### What you have to do
Report only how many lines in the material contain "building".

▬▬▬▬▬▬▬▬▬▬

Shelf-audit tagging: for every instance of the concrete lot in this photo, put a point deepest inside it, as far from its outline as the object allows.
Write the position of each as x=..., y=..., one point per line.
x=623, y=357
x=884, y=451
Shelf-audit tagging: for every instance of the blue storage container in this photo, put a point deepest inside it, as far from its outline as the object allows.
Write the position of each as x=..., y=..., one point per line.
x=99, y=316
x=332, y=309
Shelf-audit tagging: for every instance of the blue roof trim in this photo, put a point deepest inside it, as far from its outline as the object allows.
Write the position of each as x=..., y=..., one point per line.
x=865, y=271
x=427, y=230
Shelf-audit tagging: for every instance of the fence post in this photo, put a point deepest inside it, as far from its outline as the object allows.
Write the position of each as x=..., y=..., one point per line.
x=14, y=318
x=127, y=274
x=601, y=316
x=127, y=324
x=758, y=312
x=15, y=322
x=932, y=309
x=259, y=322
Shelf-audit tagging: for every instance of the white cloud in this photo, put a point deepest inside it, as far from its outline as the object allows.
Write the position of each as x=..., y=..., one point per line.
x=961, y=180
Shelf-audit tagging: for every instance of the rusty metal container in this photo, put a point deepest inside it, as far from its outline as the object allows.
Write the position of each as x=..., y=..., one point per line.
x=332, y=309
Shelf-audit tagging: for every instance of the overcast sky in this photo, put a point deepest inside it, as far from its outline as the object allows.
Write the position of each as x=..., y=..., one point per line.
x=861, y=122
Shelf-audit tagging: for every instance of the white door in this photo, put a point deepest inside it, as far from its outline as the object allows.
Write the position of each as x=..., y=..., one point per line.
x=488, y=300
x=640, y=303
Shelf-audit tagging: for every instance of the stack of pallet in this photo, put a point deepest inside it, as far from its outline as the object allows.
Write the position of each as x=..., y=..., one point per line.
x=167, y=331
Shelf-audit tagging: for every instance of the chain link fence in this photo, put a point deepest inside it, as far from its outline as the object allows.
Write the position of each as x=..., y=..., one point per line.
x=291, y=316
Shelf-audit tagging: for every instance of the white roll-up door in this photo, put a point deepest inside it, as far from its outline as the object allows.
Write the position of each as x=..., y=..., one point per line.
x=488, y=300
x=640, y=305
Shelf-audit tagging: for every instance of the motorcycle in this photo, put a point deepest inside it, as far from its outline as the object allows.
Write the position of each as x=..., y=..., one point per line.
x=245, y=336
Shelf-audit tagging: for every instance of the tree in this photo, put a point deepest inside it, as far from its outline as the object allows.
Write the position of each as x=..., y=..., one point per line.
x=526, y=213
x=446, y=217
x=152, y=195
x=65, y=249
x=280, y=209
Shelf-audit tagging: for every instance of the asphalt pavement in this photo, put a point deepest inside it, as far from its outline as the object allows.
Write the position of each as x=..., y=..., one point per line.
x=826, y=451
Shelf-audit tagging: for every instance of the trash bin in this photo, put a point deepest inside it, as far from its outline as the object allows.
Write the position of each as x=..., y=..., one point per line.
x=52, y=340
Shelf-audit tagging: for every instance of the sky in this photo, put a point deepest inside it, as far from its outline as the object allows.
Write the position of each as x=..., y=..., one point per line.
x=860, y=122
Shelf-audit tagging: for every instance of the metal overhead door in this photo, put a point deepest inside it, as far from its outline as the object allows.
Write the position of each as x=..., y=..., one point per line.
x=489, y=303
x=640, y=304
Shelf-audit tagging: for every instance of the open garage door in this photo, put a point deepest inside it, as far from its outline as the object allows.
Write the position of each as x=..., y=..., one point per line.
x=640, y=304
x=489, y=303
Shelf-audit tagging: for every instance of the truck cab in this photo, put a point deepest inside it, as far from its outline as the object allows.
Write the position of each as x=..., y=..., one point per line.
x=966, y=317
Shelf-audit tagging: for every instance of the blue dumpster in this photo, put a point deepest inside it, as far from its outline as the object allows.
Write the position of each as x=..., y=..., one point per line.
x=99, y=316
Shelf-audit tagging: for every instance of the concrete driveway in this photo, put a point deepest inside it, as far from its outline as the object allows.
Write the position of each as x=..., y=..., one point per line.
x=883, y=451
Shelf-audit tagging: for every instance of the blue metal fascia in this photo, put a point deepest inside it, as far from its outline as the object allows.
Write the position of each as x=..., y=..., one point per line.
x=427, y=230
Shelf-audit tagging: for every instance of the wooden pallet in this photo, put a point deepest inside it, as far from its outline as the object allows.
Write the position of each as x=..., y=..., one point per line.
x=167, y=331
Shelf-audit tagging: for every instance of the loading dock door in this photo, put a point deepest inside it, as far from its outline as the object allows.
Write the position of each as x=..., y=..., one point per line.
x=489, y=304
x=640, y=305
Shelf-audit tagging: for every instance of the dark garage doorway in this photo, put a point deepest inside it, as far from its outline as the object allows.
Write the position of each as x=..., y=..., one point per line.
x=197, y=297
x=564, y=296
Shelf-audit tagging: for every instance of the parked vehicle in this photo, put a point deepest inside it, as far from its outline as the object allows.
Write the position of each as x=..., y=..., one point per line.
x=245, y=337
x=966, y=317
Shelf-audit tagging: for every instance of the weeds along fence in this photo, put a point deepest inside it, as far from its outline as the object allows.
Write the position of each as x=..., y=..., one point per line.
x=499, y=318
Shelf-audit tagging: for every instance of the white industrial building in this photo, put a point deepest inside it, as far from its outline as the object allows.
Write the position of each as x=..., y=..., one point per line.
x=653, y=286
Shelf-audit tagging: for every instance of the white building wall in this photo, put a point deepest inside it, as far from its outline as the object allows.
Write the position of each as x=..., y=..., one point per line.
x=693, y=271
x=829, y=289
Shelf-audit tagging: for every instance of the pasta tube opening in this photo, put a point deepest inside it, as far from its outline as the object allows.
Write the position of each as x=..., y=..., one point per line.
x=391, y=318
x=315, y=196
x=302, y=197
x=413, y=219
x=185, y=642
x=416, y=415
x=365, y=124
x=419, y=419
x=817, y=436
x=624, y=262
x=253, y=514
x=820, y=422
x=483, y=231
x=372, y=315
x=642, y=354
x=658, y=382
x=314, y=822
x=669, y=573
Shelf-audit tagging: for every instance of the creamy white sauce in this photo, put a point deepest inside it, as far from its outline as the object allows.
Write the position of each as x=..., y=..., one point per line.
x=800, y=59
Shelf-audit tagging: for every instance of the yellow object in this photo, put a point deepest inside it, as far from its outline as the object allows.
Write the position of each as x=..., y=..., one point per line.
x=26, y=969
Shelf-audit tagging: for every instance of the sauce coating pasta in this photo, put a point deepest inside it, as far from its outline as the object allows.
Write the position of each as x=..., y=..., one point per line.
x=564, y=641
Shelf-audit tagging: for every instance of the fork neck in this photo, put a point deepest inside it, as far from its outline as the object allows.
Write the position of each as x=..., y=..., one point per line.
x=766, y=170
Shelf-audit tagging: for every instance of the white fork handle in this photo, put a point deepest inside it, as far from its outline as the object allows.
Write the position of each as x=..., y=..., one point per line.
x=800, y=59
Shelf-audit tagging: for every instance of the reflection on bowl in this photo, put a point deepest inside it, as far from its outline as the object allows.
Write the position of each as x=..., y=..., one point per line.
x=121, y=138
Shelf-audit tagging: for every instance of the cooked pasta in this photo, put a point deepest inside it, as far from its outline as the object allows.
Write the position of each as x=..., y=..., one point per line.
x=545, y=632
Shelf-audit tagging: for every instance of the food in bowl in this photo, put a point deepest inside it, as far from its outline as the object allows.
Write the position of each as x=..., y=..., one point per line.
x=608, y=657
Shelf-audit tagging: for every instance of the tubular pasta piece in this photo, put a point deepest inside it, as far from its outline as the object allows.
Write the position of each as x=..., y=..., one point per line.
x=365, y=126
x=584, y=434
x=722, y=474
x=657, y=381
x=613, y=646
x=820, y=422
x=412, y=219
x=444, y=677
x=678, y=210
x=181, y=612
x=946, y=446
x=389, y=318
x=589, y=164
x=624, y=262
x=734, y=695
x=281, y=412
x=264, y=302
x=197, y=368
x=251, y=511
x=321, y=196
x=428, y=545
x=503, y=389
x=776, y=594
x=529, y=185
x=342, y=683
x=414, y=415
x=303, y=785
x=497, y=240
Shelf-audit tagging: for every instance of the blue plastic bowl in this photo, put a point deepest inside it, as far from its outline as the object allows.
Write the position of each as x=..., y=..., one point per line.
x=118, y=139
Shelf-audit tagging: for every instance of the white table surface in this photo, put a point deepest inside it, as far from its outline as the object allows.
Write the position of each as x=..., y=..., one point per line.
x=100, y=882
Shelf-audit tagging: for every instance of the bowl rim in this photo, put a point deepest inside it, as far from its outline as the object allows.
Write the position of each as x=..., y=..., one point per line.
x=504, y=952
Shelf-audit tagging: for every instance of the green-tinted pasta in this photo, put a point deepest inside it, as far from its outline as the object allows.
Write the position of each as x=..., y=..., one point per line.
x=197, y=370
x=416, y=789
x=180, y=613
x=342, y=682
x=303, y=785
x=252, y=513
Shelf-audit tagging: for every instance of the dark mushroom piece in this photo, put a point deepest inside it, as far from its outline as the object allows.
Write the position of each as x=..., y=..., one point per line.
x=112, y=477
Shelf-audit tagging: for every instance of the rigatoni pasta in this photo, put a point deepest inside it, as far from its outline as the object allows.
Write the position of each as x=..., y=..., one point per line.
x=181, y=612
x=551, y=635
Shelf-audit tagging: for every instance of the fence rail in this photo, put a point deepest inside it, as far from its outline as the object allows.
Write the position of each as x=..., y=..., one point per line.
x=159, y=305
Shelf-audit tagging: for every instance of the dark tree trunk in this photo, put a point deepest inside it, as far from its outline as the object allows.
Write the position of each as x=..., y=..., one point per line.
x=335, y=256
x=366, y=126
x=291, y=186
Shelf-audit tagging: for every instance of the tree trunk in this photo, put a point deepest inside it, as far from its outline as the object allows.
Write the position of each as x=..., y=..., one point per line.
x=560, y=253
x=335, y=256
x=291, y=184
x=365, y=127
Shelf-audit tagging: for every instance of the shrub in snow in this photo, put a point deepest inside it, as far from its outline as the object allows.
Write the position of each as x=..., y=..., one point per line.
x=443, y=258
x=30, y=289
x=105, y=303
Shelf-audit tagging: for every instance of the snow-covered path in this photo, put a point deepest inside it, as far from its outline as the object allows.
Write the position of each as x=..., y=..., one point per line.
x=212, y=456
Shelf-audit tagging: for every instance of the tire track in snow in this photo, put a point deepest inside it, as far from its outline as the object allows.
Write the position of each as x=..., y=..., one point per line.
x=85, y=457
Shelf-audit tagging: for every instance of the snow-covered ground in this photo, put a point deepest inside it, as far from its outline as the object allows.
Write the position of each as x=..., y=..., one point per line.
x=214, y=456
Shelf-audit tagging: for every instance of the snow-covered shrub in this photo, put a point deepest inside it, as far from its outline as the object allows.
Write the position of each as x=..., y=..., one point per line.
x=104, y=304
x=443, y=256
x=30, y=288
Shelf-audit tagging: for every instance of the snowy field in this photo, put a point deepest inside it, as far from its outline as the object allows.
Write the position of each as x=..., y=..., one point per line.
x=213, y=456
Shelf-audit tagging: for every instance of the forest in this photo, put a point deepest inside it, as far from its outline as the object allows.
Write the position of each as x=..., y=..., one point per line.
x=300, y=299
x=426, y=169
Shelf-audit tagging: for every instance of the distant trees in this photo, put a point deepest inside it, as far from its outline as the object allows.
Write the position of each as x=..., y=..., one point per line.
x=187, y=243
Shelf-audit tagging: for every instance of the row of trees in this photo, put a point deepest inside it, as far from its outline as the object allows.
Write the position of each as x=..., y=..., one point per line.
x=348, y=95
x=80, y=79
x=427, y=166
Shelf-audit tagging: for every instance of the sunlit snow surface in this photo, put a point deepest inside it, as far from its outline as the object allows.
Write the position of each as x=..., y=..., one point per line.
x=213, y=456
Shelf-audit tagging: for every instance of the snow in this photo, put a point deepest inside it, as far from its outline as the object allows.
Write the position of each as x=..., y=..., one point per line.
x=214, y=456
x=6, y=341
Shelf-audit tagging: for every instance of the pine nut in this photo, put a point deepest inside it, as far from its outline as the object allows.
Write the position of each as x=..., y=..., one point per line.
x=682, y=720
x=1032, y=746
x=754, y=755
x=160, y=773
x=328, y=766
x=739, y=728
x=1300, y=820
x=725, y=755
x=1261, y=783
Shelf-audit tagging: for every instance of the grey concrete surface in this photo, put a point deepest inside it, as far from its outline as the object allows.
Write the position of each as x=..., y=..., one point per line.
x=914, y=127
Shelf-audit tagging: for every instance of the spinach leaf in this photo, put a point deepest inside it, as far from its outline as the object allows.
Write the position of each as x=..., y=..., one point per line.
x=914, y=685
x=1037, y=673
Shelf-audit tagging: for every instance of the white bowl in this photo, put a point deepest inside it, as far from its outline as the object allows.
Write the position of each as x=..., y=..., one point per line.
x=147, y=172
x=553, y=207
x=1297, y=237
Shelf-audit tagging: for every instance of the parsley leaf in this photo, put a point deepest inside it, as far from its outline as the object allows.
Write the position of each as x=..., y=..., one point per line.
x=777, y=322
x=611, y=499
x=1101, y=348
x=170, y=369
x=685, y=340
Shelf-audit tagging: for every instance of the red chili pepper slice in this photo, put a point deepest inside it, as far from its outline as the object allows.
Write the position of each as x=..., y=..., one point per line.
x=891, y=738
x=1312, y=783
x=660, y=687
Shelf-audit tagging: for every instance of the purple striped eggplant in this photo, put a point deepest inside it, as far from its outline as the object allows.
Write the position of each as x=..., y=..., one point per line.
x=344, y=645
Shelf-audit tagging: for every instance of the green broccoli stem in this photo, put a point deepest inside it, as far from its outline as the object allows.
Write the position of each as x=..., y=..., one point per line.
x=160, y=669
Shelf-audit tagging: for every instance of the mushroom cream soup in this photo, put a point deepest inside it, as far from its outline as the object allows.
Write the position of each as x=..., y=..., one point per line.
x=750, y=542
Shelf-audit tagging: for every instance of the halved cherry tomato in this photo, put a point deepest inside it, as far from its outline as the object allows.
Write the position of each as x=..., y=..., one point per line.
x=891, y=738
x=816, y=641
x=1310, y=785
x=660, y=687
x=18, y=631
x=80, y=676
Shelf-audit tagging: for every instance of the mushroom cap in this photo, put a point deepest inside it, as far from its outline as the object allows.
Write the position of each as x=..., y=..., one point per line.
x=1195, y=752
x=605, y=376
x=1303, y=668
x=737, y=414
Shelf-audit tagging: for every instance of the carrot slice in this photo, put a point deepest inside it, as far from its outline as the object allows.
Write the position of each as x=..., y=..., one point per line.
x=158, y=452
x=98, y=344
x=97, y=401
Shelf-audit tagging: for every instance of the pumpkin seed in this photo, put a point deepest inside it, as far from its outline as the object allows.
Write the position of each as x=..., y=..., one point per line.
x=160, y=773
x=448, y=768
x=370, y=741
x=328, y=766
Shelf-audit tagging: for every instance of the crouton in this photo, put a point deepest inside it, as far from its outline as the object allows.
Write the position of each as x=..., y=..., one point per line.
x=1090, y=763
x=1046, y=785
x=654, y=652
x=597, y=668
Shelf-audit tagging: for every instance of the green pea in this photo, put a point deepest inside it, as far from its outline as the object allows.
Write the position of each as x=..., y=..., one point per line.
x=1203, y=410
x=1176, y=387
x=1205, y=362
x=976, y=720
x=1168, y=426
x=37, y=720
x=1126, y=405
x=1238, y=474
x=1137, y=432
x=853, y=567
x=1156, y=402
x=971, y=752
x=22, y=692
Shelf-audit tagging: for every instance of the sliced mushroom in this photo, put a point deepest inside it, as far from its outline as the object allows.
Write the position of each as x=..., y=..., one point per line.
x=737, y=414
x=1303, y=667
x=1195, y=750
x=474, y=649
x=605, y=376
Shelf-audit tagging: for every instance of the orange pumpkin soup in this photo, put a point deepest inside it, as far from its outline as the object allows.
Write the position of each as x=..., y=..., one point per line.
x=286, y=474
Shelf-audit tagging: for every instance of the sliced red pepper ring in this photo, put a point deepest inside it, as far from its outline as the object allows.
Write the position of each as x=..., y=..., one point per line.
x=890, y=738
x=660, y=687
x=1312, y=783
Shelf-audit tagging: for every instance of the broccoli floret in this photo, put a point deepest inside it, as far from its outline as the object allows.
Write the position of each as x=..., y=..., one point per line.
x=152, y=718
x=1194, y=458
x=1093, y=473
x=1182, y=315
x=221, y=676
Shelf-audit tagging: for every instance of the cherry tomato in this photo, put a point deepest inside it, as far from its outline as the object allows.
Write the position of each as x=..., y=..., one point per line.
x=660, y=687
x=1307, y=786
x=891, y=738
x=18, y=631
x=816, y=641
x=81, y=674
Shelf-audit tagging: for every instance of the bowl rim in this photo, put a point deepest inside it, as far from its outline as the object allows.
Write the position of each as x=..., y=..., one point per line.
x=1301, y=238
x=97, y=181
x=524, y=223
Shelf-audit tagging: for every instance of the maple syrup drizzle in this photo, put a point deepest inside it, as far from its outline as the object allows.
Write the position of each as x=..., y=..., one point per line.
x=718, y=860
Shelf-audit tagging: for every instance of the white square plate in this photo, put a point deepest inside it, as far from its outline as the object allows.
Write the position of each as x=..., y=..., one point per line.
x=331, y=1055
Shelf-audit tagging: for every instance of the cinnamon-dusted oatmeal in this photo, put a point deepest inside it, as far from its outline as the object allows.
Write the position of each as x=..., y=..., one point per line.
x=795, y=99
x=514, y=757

▬▬▬▬▬▬▬▬▬▬

### Solution
2